• _PROBLEM_: Each record below should be given again exactly as it reads.

---------- RECORDED INFORMATION

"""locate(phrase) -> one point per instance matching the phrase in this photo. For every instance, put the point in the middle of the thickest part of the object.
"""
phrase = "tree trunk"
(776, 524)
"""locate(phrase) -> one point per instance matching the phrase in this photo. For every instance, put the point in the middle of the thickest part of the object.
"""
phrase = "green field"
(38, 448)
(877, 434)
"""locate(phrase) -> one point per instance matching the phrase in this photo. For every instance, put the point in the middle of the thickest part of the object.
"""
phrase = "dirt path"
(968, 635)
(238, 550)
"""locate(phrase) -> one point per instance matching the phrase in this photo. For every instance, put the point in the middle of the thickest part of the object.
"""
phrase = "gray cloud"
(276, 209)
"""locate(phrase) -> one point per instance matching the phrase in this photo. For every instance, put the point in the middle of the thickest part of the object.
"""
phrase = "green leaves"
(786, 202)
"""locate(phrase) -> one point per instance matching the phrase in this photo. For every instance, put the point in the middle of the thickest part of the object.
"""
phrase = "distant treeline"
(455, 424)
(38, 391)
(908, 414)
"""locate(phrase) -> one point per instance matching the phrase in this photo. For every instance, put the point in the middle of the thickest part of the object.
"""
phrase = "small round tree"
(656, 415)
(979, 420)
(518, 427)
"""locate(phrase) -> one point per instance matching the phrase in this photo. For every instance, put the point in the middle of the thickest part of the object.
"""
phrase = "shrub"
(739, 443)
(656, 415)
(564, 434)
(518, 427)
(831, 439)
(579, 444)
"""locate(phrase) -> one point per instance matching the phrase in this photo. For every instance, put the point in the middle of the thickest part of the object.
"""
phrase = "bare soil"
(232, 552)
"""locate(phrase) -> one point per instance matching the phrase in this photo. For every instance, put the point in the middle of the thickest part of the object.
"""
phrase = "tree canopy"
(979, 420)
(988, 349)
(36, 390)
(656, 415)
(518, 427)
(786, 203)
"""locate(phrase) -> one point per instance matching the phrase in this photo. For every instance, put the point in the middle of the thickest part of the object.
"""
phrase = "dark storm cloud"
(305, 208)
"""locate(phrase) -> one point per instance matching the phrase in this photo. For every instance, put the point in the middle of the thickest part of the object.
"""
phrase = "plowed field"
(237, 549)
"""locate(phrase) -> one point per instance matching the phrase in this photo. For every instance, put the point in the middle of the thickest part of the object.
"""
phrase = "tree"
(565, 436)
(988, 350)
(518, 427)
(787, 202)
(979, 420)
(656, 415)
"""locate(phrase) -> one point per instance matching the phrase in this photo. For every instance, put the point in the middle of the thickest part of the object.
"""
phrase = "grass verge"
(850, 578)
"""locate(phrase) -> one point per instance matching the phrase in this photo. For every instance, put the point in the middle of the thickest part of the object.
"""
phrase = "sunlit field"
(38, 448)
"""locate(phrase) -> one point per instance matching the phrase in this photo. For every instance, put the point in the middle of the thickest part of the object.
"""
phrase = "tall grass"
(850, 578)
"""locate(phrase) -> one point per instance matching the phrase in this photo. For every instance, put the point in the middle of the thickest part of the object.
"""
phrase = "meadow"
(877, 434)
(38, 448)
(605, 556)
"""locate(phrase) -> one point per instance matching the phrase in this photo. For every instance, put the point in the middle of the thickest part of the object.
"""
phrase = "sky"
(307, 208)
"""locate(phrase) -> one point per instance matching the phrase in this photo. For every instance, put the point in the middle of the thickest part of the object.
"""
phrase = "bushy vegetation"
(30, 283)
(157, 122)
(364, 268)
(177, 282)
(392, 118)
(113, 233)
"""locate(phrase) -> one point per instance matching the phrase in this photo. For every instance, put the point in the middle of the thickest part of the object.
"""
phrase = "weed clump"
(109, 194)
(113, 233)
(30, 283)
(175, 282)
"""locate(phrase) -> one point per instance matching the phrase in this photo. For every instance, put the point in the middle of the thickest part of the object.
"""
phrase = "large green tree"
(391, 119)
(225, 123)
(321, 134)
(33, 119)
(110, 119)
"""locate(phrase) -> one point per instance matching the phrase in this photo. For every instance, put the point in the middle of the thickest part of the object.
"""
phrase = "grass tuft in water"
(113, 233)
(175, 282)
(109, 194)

--------------------

• _RESPONSE AREA_:
"""locate(phrase) -> one point per instance matching the phrase in this photo. For every instance, put the point in the middle of the thickest part of the object.
"""
phrase = "tree trunk"
(776, 524)
"""locate(phrase) -> one point per instance matching the phrase in this photo. For every instance, put the point in the middle of the thickest part of the object.
"""
phrase = "green field"
(38, 448)
(877, 434)
"""locate(phrase) -> one point per instance matching the phrase in this photo. For every instance, put the point in the middle of the thickest part of the object.
"""
phrase = "dirt path"
(968, 635)
(238, 550)
"""locate(phrase) -> one point per instance matching the phrase in this photo. For every instance, put the point in the middle of the thickest part of the object.
"""
phrase = "gray cloud"
(276, 209)
"""locate(phrase) -> one point per instance matching the phrase in this photo. For every instance, put the point in the middle of the thickest part of the object.
"""
phrase = "green leaves"
(786, 202)
"""locate(phrase) -> one point per instance matching the phrase in this photo. For every instance, put the point in the middle of the thickest part of the object.
"""
phrase = "distant treeline"
(455, 424)
(38, 391)
(908, 414)
"""locate(phrase) -> one point per instance matching the phrase in this photo. For every instance, put the point in the middle of the thickest part of the object.
"""
phrase = "small round tree"
(656, 415)
(979, 420)
(518, 427)
"""locate(phrase) -> one point per instance matching the phrase in this photo. For every instance, put the point in the middle of the thickest part of the object.
"""
phrase = "shrub"
(739, 443)
(656, 415)
(564, 434)
(518, 427)
(831, 439)
(579, 444)
"""locate(phrase) -> one point per instance matching the phrase in this photo. For every instance, put the point in the middle of the thickest part of the object.
"""
phrase = "bare soil"
(232, 552)
"""locate(phrase) -> one point per instance matching the phrase in this photo. For every instance, put the point in the middle of the thickest part of the object.
"""
phrase = "tree canopy"
(979, 420)
(988, 349)
(36, 390)
(656, 415)
(518, 427)
(786, 203)
"""locate(phrase) -> one point per instance matching the phrase in this photo. For every instance, put the point in the middle of the thickest part of the object.
"""
phrase = "dark storm cloud"
(305, 208)
"""locate(phrase) -> one point per instance matching the phrase in this photo. For every instance, put the point in the middle of the thickest part of the object.
"""
phrase = "plowed field"
(237, 549)
"""locate(phrase) -> one point per instance matching the phrase in this photo. For every instance, put the point in the middle of the thickest part of the object.
"""
phrase = "tree"
(565, 436)
(988, 350)
(518, 427)
(787, 202)
(979, 420)
(656, 415)
"""locate(phrase) -> one point per instance matching the phrase in this photo. For every instance, put the point in the middle of the thickest part of the object.
"""
phrase = "grass verge"
(850, 578)
"""locate(phrase) -> one point per instance matching the phrase in this photo. For every instance, put the point in the middle of the thickest part of the object.
"""
phrase = "sunlit field"
(38, 448)
"""locate(phrase) -> one point per instance matching the phrase in this photo. For every instance, put the point in the middle of the thickest part of the object.
"""
phrase = "tall grass"
(850, 578)
"""locate(phrase) -> one point per instance matching the phrase in this photo. For every instance, put the point in the middle of the thickest part of the object.
"""
phrase = "meadow"
(877, 434)
(38, 448)
(605, 556)
"""locate(phrase) -> one point per instance matching the phrase in this photo. For every instance, put the point in the middle of the thickest part of the object.
"""
phrase = "sky"
(307, 208)
"""locate(phrase) -> one point per instance matching the phrase in this photo. For every instance, put the point in the middle of the thickest part of the object.
"""
phrase = "bushy vegetation"
(30, 283)
(157, 122)
(364, 268)
(177, 282)
(392, 118)
(113, 233)
"""locate(phrase) -> one point per instance matching the phrase in this photo. For every instance, put the point in the middle of the thickest part of the object.
"""
phrase = "weed clump"
(109, 194)
(113, 233)
(30, 283)
(175, 282)
"""locate(phrase) -> one point per instance matching the phrase in this photo. For every instance, put the point in the middle of the thickest part of the object.
"""
phrase = "large green tree"
(391, 119)
(225, 123)
(321, 134)
(33, 119)
(110, 119)
"""locate(phrase) -> one point per instance matching the phrase in this photo. For every instance, put the point in the middle of the thickest part of the object.
"""
phrase = "grass tuft in water"
(113, 233)
(175, 282)
(109, 194)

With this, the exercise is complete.